> [READING TEXT]
[Start of Attachment]

Sunday, May 3, 2009

I Am My Brother's Keeper - Always Have Been, Always Will Be

My brother is visiting for the weekend.

Siblings are curious creatures. You fight, mostly you love one another, sometimes the differences are harsh, bitter things and they lead to insurmountable chasms that end in distrust, dislike or even hatred. But most siblings grow up, leave home, as you do, and when you want to maintain a loving relationship, or avoid the unpleasant one, those ties are easy to either maintain or sever, as you desire.

Sometimes the sibling relationship is not so easy. Sometimes you end up in a sibling relationship that cannot be conformed to your desires. Sometimes fate determines how that relationship will have to be maintained.

I was the first child and six years old when my baby brother Jimmy was born. Both I and the second child, my other brother, were small babies and skinny, bony kids. Jimmy was a round little child with big, startled eyes. I don't remember the day, but I have seen pictures of me holding him in my arms as we came home from the hospital.

[End of Attachment]

> [WHAT THE EXERCISE ASKS]
State whether each statement agrees with the blog post, giving yes or no and quoting the words that decide it: (a) The writer was the first child in the family. (b) Jimmy was a skinny, bony kid. (c) The writer remembers the day Jimmy came home from the hospital. Rely only on the blog post for every response.

> [SUPPLIED DATA]
[Start of Attachment]

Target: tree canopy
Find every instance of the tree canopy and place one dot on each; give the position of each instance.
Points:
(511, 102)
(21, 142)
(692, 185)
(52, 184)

[End of Attachment]

> [RESPONSE TO THE TASK]
(a) Yes: "I was the first child"
(b) No: "Jimmy was a round little child with big, startled eyes."
(c) No: "I don't remember the day"